Data supplied -

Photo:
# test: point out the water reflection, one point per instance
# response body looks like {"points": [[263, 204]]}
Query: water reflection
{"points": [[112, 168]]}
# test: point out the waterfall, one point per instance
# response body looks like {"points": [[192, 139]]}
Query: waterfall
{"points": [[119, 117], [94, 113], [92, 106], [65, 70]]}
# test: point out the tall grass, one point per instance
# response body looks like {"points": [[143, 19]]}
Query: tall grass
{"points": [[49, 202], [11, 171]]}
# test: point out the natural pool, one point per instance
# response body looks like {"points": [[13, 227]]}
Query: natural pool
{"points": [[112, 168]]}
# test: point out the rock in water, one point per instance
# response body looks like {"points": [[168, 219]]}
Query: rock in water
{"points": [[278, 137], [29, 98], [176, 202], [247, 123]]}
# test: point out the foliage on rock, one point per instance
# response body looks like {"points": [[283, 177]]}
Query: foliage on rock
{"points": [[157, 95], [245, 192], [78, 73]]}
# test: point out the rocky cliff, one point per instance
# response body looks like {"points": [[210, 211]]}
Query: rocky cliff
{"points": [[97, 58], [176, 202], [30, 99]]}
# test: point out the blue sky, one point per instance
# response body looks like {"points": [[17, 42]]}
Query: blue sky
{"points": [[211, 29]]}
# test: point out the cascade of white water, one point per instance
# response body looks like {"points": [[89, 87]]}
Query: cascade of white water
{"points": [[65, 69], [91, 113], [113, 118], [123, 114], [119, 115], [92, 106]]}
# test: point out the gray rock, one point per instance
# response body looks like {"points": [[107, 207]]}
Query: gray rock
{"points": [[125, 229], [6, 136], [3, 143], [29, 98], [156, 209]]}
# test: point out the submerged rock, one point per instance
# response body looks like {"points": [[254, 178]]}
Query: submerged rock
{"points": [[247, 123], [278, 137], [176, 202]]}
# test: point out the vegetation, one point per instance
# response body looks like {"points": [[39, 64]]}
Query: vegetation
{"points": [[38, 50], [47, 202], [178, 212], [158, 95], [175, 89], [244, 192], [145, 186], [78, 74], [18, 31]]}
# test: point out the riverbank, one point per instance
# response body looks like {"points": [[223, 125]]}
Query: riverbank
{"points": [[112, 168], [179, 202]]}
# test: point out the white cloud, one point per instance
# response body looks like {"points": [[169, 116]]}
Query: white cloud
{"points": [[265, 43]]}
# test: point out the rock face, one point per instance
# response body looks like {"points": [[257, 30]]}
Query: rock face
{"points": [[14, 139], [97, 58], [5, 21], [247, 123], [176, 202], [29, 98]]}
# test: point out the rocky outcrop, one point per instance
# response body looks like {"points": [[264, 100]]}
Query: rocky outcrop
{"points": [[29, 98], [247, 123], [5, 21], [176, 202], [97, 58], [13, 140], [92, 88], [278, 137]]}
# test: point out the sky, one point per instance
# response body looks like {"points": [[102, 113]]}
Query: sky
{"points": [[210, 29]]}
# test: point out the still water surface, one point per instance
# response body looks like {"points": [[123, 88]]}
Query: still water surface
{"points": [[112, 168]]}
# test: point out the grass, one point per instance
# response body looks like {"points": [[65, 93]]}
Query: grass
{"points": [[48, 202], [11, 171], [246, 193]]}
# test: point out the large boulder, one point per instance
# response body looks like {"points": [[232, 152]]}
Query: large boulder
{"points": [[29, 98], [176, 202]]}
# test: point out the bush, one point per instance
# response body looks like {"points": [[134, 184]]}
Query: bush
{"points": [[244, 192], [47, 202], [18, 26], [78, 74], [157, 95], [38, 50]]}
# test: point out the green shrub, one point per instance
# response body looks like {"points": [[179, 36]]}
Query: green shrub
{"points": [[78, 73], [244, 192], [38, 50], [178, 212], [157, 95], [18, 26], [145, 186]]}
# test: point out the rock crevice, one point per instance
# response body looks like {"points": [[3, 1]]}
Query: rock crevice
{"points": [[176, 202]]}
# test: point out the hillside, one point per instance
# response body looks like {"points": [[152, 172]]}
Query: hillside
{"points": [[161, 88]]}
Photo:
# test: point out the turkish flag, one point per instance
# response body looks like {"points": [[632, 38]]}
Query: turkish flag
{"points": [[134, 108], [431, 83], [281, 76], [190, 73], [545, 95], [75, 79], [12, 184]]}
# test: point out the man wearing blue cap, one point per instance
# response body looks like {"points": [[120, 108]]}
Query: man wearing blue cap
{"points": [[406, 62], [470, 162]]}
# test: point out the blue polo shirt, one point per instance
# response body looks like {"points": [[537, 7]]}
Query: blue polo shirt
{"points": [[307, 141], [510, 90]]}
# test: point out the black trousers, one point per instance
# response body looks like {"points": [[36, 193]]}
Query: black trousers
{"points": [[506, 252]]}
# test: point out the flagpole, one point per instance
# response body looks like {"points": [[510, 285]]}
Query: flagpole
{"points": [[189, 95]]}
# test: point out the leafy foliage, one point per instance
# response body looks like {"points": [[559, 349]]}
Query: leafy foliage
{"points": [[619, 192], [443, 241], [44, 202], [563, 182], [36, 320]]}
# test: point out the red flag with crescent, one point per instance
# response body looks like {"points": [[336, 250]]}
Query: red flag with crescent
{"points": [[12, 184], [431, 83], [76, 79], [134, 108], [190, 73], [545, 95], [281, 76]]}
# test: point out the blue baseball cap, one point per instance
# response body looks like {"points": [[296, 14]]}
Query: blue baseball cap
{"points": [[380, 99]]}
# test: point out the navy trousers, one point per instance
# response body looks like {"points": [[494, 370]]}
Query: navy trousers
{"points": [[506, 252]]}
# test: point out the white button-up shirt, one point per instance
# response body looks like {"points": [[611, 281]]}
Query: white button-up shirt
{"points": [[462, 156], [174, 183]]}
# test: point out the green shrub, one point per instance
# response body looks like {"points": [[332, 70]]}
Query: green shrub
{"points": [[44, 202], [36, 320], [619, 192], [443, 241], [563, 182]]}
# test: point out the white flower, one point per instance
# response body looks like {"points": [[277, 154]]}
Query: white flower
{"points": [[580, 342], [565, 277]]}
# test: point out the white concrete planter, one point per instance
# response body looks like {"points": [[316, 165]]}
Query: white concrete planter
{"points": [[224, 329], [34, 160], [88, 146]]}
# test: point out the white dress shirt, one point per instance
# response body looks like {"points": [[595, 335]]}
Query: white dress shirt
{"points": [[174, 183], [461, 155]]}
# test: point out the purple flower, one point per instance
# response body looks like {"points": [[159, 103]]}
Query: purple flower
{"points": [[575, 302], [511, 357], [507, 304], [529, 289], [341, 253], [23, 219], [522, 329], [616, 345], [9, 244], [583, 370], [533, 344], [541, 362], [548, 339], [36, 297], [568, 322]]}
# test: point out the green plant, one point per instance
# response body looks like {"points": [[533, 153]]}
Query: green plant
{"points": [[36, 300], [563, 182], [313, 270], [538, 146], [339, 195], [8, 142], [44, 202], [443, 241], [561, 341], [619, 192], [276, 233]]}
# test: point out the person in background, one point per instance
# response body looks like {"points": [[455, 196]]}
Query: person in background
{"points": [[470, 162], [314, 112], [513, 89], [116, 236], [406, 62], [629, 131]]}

What the task requires - Reproduce all of the records above verbatim, line for line.

Output of the task -
Photo:
# test: point out the water reflection, one point per instance
# response body looks like {"points": [[263, 204]]}
Query: water reflection
{"points": [[112, 168]]}
# test: point out the waterfall, one point per instance
# response body looks like {"points": [[192, 139]]}
Query: waterfall
{"points": [[119, 117], [94, 113], [92, 106], [65, 70]]}
# test: point out the tall grass, one point per instance
# response body looks like {"points": [[143, 19]]}
Query: tall grass
{"points": [[49, 202], [11, 171]]}
# test: point out the natural pool, one point per instance
# response body looks like {"points": [[13, 227]]}
Query: natural pool
{"points": [[112, 168]]}
# test: point out the rock in water, one point per instance
# response body looks like {"points": [[168, 219]]}
Query: rock in water
{"points": [[278, 137], [29, 98], [176, 202], [247, 123]]}
# test: point out the foliage on rock, one point per instance
# response body looks like {"points": [[283, 177]]}
Query: foliage on rock
{"points": [[157, 95], [245, 192], [78, 73]]}
# test: point out the rocky cliff, one point per instance
# response body looks like {"points": [[210, 211]]}
Query: rocky cliff
{"points": [[97, 58], [176, 202], [30, 99]]}
# test: point out the blue sky, one point per instance
# response body looks like {"points": [[17, 42]]}
Query: blue sky
{"points": [[211, 29]]}
# test: point out the cascade of white water, one point per instance
# response body looks like {"points": [[89, 87]]}
Query: cascade of white water
{"points": [[65, 69], [91, 113], [113, 118], [123, 114], [119, 115], [92, 106]]}
# test: point out the gray rock, one point per instance
# response body looks like {"points": [[107, 207]]}
Query: gray rock
{"points": [[125, 229], [6, 136], [3, 143], [29, 98], [156, 209]]}
# test: point out the submerged rock, one point per instance
# response body looks like {"points": [[254, 178]]}
Query: submerged rock
{"points": [[247, 123], [278, 137], [176, 202]]}
# test: point out the vegetation, one point per instance
# response body looks like {"points": [[39, 64]]}
Query: vegetation
{"points": [[38, 50], [47, 202], [178, 212], [158, 95], [175, 89], [244, 192], [145, 186], [78, 74], [18, 31]]}
# test: point out the riverbank, one point per instance
# response body looks like {"points": [[223, 125]]}
Query: riverbank
{"points": [[112, 168], [179, 202]]}
# test: point out the white cloud, one point per instance
# response body looks like {"points": [[169, 116]]}
Query: white cloud
{"points": [[265, 43]]}
# test: point out the rock face, one point per instance
# response body looks like {"points": [[257, 30]]}
Query: rock face
{"points": [[14, 139], [97, 58], [5, 21], [247, 123], [176, 202], [29, 98]]}
# test: point out the rocky outcrop, one point per instance
# response body looks like {"points": [[264, 100]]}
Query: rocky outcrop
{"points": [[29, 98], [247, 123], [5, 21], [176, 202], [97, 58], [13, 140], [92, 88], [278, 137]]}
# test: point out the sky, one point per instance
# response body looks like {"points": [[102, 113]]}
Query: sky
{"points": [[210, 29]]}
# test: point out the still water surface, one point per instance
# response body looks like {"points": [[123, 88]]}
Query: still water surface
{"points": [[112, 168]]}
# test: point out the grass, one point per instance
# response body looks like {"points": [[65, 93]]}
Query: grass
{"points": [[48, 202], [11, 171], [246, 193]]}
# test: point out the large boulder, one point per instance
# response body looks like {"points": [[232, 152]]}
Query: large boulder
{"points": [[29, 98], [176, 202]]}
# test: point out the bush, one point per instance
# response body looks like {"points": [[134, 184]]}
Query: bush
{"points": [[244, 192], [47, 202], [18, 26], [78, 74], [157, 95], [38, 50]]}
# test: point out the green shrub, one point per instance
# response body looks like {"points": [[179, 36]]}
Query: green shrub
{"points": [[78, 73], [244, 192], [38, 50], [178, 212], [157, 95], [18, 26], [145, 186]]}
# test: point out the rock crevice, one point per instance
# response body looks like {"points": [[3, 1]]}
Query: rock crevice
{"points": [[176, 202]]}
# test: point out the hillside, one point per instance
# response body looks like {"points": [[152, 172]]}
Query: hillside
{"points": [[161, 88]]}
Photo:
# test: point out the turkish flag, one point per instance
# response body looks like {"points": [[632, 38]]}
Query: turkish flag
{"points": [[134, 108], [431, 83], [281, 76], [190, 73], [545, 95], [75, 79], [12, 184]]}
# test: point out the man wearing blue cap, one point per instance
# response body looks like {"points": [[120, 108]]}
Query: man wearing blue cap
{"points": [[406, 62], [470, 162]]}
# test: point out the blue polo shirt, one point per instance
# response body looks like {"points": [[537, 7]]}
Query: blue polo shirt
{"points": [[307, 141], [510, 90]]}
# test: point out the black trousers, one point per instance
# response body looks like {"points": [[36, 193]]}
Query: black trousers
{"points": [[506, 252]]}
# test: point out the flagpole, one point per instance
# response body looks like {"points": [[510, 285]]}
Query: flagpole
{"points": [[189, 95]]}
# test: point out the leafy foliage, one point per instance
# response body looks like {"points": [[559, 349]]}
Query: leafy foliage
{"points": [[619, 192], [443, 241], [44, 202], [563, 182], [36, 320]]}
# test: point out the red flag with crescent, one point per instance
# response body looks like {"points": [[336, 250]]}
Query: red flag with crescent
{"points": [[12, 184], [431, 83], [76, 79], [134, 108], [190, 73], [545, 95], [281, 76]]}
# test: point out the blue baseball cap, one point per instance
# response body looks like {"points": [[296, 14]]}
Query: blue baseball cap
{"points": [[380, 99]]}
# test: point out the navy trousers, one point per instance
# response body looks like {"points": [[494, 370]]}
Query: navy trousers
{"points": [[506, 252]]}
# test: point out the white button-up shirt, one point per instance
# response body looks like {"points": [[611, 281]]}
Query: white button-up shirt
{"points": [[462, 156], [174, 183]]}
# test: point out the green shrub, one point per instance
# response body looks like {"points": [[332, 70]]}
Query: green shrub
{"points": [[44, 202], [36, 320], [619, 192], [443, 241], [563, 182]]}
# test: point out the white flower, one point per instance
# response body looks like {"points": [[277, 154]]}
Query: white flower
{"points": [[580, 342], [565, 277]]}
# test: point out the white concrete planter, one point per instance
# response body looks like {"points": [[316, 165]]}
Query: white concrete planter
{"points": [[224, 329], [34, 160], [88, 146]]}
# test: point out the white dress shirt, one point per instance
# response body looks like {"points": [[595, 335]]}
Query: white dress shirt
{"points": [[174, 183], [461, 155]]}
# test: point out the purple flower, one point per instance
# response body looks like {"points": [[159, 103]]}
Query: purple flower
{"points": [[575, 302], [511, 357], [507, 304], [529, 289], [341, 253], [23, 219], [522, 329], [616, 345], [9, 244], [583, 370], [533, 344], [541, 362], [548, 339], [36, 297], [568, 322]]}
# test: point out the green plant, one point per instance
# response body looks like {"points": [[533, 153]]}
Query: green plant
{"points": [[36, 300], [563, 182], [313, 270], [538, 146], [339, 195], [8, 142], [44, 202], [443, 241], [561, 341], [619, 192], [276, 233]]}
# test: point out the person in background, one point per instance
# response body looks like {"points": [[455, 196]]}
Query: person in background
{"points": [[470, 162], [314, 112], [513, 89], [116, 236], [406, 62], [629, 131]]}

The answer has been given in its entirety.